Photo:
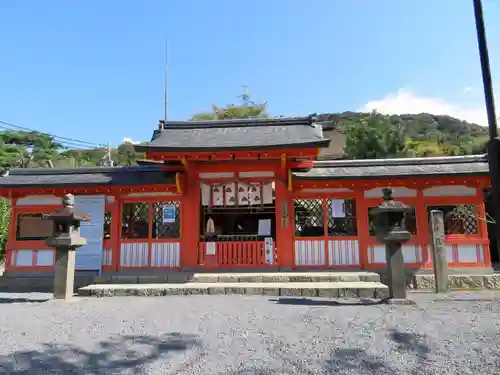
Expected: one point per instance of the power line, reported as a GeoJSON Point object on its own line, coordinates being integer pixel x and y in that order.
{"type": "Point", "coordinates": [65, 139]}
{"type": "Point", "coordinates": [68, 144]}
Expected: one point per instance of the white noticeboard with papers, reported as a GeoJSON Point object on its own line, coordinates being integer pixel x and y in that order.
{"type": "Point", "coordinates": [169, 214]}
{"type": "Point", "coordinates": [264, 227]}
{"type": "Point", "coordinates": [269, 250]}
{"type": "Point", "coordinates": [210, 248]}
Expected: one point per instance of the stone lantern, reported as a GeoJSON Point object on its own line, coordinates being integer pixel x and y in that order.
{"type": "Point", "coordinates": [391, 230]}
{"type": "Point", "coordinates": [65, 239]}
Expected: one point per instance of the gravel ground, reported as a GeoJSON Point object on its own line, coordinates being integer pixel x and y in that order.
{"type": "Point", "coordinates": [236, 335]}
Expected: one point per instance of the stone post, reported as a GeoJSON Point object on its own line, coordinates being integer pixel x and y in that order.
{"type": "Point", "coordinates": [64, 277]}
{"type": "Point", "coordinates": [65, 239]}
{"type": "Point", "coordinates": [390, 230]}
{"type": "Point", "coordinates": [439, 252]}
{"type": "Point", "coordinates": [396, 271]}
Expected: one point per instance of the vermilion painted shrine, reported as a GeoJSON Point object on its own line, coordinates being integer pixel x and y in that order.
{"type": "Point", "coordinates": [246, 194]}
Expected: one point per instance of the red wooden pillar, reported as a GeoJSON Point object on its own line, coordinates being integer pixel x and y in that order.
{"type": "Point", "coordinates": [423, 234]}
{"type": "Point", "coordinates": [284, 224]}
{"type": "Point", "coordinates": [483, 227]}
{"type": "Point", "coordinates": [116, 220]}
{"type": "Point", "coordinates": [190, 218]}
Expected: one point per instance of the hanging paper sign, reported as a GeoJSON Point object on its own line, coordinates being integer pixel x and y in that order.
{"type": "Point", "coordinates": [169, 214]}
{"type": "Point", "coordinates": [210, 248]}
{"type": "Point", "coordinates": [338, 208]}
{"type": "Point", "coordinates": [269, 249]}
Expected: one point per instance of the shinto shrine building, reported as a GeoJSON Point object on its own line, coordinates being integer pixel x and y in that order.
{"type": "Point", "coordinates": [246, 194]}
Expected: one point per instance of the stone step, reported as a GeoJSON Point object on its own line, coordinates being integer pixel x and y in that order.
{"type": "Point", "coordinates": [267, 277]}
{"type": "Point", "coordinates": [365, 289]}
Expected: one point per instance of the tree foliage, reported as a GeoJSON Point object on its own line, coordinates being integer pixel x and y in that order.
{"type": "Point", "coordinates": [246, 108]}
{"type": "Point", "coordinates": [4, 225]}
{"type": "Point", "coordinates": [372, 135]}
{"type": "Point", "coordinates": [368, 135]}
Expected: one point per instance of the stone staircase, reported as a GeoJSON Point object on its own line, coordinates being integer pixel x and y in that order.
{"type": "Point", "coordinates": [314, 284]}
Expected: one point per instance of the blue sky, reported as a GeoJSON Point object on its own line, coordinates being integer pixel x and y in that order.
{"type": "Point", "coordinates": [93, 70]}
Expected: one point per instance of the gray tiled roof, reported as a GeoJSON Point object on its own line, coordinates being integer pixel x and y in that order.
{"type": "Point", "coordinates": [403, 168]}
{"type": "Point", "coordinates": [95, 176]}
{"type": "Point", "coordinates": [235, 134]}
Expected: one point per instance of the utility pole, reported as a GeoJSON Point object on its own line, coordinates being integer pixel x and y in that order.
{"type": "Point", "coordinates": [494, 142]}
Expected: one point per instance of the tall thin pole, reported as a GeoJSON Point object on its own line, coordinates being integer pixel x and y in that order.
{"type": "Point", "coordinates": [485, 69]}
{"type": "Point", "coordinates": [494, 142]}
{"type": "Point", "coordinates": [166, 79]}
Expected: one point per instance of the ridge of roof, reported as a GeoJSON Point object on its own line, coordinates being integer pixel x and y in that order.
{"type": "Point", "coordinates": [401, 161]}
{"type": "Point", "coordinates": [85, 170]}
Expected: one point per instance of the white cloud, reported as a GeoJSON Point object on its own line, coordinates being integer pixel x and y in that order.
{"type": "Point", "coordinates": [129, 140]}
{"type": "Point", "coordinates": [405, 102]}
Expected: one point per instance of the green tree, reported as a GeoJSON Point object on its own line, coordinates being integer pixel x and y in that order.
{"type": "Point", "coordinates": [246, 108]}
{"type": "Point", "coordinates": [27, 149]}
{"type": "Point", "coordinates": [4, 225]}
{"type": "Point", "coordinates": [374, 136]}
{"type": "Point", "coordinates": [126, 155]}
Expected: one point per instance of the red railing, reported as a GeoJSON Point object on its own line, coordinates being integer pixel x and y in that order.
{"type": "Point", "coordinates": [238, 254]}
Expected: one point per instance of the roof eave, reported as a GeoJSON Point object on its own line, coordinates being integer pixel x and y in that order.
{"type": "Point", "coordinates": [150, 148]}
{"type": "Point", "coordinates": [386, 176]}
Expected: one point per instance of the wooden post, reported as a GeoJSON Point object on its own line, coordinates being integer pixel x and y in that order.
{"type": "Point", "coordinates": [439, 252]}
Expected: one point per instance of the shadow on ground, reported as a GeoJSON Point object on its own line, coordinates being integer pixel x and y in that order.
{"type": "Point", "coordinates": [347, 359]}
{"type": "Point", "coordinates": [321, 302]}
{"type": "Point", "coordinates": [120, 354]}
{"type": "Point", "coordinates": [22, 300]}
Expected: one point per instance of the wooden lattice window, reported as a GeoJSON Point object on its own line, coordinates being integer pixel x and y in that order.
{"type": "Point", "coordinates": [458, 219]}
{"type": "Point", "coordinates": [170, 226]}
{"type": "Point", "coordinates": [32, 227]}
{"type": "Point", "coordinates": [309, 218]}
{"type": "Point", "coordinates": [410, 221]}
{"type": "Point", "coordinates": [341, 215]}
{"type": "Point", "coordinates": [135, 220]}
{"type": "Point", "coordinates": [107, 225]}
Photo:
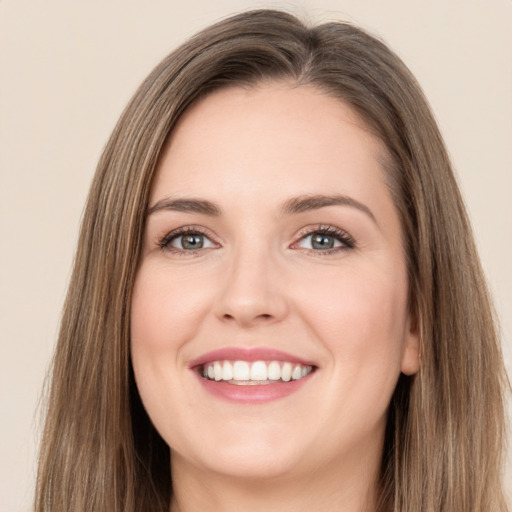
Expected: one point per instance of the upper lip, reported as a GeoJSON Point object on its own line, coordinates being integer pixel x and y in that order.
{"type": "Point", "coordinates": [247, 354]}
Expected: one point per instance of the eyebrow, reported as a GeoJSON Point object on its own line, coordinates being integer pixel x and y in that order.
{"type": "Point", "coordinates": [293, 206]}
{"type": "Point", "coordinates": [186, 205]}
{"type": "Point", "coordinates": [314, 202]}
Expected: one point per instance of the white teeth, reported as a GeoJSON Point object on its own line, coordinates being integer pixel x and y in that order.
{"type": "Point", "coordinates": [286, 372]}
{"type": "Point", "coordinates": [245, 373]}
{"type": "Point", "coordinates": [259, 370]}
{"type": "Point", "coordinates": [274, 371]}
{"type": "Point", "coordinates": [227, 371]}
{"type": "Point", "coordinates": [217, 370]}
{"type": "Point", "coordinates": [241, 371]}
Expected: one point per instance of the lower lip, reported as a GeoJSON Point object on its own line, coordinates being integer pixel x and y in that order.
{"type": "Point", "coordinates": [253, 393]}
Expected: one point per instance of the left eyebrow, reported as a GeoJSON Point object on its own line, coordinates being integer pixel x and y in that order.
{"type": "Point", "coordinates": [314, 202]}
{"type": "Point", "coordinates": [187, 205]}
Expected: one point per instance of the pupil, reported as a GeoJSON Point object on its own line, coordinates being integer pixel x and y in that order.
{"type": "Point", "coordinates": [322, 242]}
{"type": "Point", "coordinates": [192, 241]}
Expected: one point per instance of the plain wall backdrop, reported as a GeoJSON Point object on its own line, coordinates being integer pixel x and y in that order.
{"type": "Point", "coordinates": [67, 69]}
----
REQUIRED TASK: Transcribe every record above exactly as written, leaving out any pictures.

EXERCISE RESPONSE:
Photo:
Expected: one point per instance of the power line, reported as a GeoJSON Point object on its own line, coordinates being integer pixel x and y in that order.
{"type": "Point", "coordinates": [65, 139]}
{"type": "Point", "coordinates": [68, 144]}
Expected: one point per instance of the white noticeboard with papers, reported as a GeoJSON Point object on its own line, coordinates being integer pixel x and y in that order.
{"type": "Point", "coordinates": [169, 214]}
{"type": "Point", "coordinates": [264, 227]}
{"type": "Point", "coordinates": [269, 250]}
{"type": "Point", "coordinates": [210, 248]}
Expected: one point per instance of the stone lantern, reported as a GeoJSON Point object on its own line, coordinates being integer pixel x and y in that order.
{"type": "Point", "coordinates": [391, 230]}
{"type": "Point", "coordinates": [65, 239]}
Expected: one point per instance of the gravel ground, reported as a GeoJSON Point object on its own line, coordinates being integer pixel x and y in that order.
{"type": "Point", "coordinates": [236, 335]}
Expected: one point per instance of the stone post, reported as a GeoJSON Point object on its own line, coordinates being integer pixel x and y in that order.
{"type": "Point", "coordinates": [64, 277]}
{"type": "Point", "coordinates": [65, 239]}
{"type": "Point", "coordinates": [390, 230]}
{"type": "Point", "coordinates": [439, 252]}
{"type": "Point", "coordinates": [396, 271]}
Expected: one point per instance of the vermilion painted shrine, reported as a GeoJSON Point object on its own line, coordinates being integer pixel x and y in that order.
{"type": "Point", "coordinates": [246, 194]}
Expected: one point per instance of the red wooden pillar, reported as a GeoJSON Point object on its own line, coordinates being integer pixel x and y in that order.
{"type": "Point", "coordinates": [423, 234]}
{"type": "Point", "coordinates": [284, 224]}
{"type": "Point", "coordinates": [483, 227]}
{"type": "Point", "coordinates": [116, 220]}
{"type": "Point", "coordinates": [190, 218]}
Expected: one point per instance of the hanging paper sign, reported as a GeoJSON Point object on its own line, coordinates being integer pixel x and y in that order.
{"type": "Point", "coordinates": [169, 214]}
{"type": "Point", "coordinates": [210, 248]}
{"type": "Point", "coordinates": [338, 208]}
{"type": "Point", "coordinates": [269, 249]}
Expected: one point per instance of the shinto shrine building, reported as a GeoJSON Point object on its own line, coordinates being integer pixel x and y in that order.
{"type": "Point", "coordinates": [246, 194]}
Expected: one point per instance of the stone step, reported as a GeoJSON Point object on its own line, coordinates being integer pixel x and y in that order.
{"type": "Point", "coordinates": [267, 277]}
{"type": "Point", "coordinates": [365, 289]}
Expected: one point per instance of the tree foliage, reported as a GeoJSON Point object on its own line, coordinates being integer pixel x and y in that order.
{"type": "Point", "coordinates": [246, 108]}
{"type": "Point", "coordinates": [4, 225]}
{"type": "Point", "coordinates": [372, 135]}
{"type": "Point", "coordinates": [368, 135]}
Expected: one point per instance of the stone staircase, reported as a GeoJSON Point object on its own line, coordinates being integer pixel x and y in that order.
{"type": "Point", "coordinates": [314, 284]}
Expected: one point per instance of the blue sky, reported as a GeoJSON Point object on its own line, coordinates being integer pixel x and y in that order.
{"type": "Point", "coordinates": [93, 70]}
Expected: one point per instance of the gray tiled roof, reported as a GeoJSON Point object on its own line, coordinates being integer pixel x and y in that order.
{"type": "Point", "coordinates": [403, 168]}
{"type": "Point", "coordinates": [95, 176]}
{"type": "Point", "coordinates": [235, 134]}
Expected: one point per instance of the utility pole, reported as a GeoJSON Point object on its own line, coordinates being integer pixel x and y in that order.
{"type": "Point", "coordinates": [494, 142]}
Expected: one point per instance of the tall thin pole, reported as a GeoJSON Point object on its own line, coordinates being integer pixel x and y in that order.
{"type": "Point", "coordinates": [485, 69]}
{"type": "Point", "coordinates": [494, 142]}
{"type": "Point", "coordinates": [166, 79]}
Expected: one point per instance of the ridge of roof, reported as a GeoJSON Point object on its own line, coordinates being integer pixel x and y in that order.
{"type": "Point", "coordinates": [401, 161]}
{"type": "Point", "coordinates": [85, 170]}
Expected: one point per instance of the white cloud, reported as a GeoJSON Point object on its own line, coordinates being integer pixel x and y in that order.
{"type": "Point", "coordinates": [129, 140]}
{"type": "Point", "coordinates": [405, 102]}
Expected: one point per instance of the green tree, reported as a GeoJSON Point object on its own line, coordinates being integer pixel x and y in that order.
{"type": "Point", "coordinates": [246, 108]}
{"type": "Point", "coordinates": [27, 149]}
{"type": "Point", "coordinates": [4, 225]}
{"type": "Point", "coordinates": [374, 136]}
{"type": "Point", "coordinates": [126, 155]}
Expected: one point per instance of the red railing, reported as a GeoJSON Point object on its own line, coordinates being integer pixel x and y in that order.
{"type": "Point", "coordinates": [238, 254]}
Expected: one point per instance of the roof eave, reported as a GeoJSON Point object on its own line, coordinates being integer pixel x and y in that order.
{"type": "Point", "coordinates": [150, 148]}
{"type": "Point", "coordinates": [386, 176]}
Expected: one point per instance of the wooden post, reported as a GeoJSON Point object on its own line, coordinates being integer pixel x and y in that order.
{"type": "Point", "coordinates": [439, 252]}
Expected: one point per instance of the shadow on ground, reported as a GeoJSON Point object on its own line, coordinates being integer pixel x and y in that order.
{"type": "Point", "coordinates": [347, 359]}
{"type": "Point", "coordinates": [321, 302]}
{"type": "Point", "coordinates": [120, 354]}
{"type": "Point", "coordinates": [22, 300]}
Expected: one point per instance of the wooden lattice window, reported as a GeoJSON Point object on its own line, coordinates being integer pixel x and y in that order.
{"type": "Point", "coordinates": [458, 219]}
{"type": "Point", "coordinates": [170, 226]}
{"type": "Point", "coordinates": [32, 227]}
{"type": "Point", "coordinates": [309, 218]}
{"type": "Point", "coordinates": [410, 221]}
{"type": "Point", "coordinates": [341, 215]}
{"type": "Point", "coordinates": [135, 220]}
{"type": "Point", "coordinates": [107, 225]}
Photo:
Expected: one point per instance of the upper lip, reported as a GeoJSON Point object on its own line, coordinates being integer pixel x and y in that order.
{"type": "Point", "coordinates": [247, 354]}
Expected: one point per instance of the eyebrow, reported as a GeoJSON Point object on its own line, coordinates being integer pixel x and y in that order.
{"type": "Point", "coordinates": [293, 206]}
{"type": "Point", "coordinates": [186, 205]}
{"type": "Point", "coordinates": [314, 202]}
Expected: one point per instance of the white teeth, reported as a GeoJSON Point object on its own line, coordinates being integer pixel x and y in that order.
{"type": "Point", "coordinates": [286, 372]}
{"type": "Point", "coordinates": [245, 373]}
{"type": "Point", "coordinates": [259, 370]}
{"type": "Point", "coordinates": [274, 371]}
{"type": "Point", "coordinates": [227, 371]}
{"type": "Point", "coordinates": [217, 370]}
{"type": "Point", "coordinates": [241, 371]}
Expected: one point per instance of the lower lip, reported as a GeoJSON Point object on its own line, coordinates being integer pixel x and y in that order.
{"type": "Point", "coordinates": [253, 393]}
Expected: one point per instance of the left eyebrow, reported as a GeoJSON Point object on its own line, coordinates being integer pixel x and y in that order.
{"type": "Point", "coordinates": [314, 202]}
{"type": "Point", "coordinates": [187, 205]}
Expected: one point per instance of the pupil, reported as a GeoJSON Point object on its own line, coordinates being integer pixel x and y in that order.
{"type": "Point", "coordinates": [322, 242]}
{"type": "Point", "coordinates": [192, 241]}
Expected: one point per instance of the plain wall backdrop, reported as a GeoJSON Point object on its own line, coordinates being integer pixel x and y in that order.
{"type": "Point", "coordinates": [67, 69]}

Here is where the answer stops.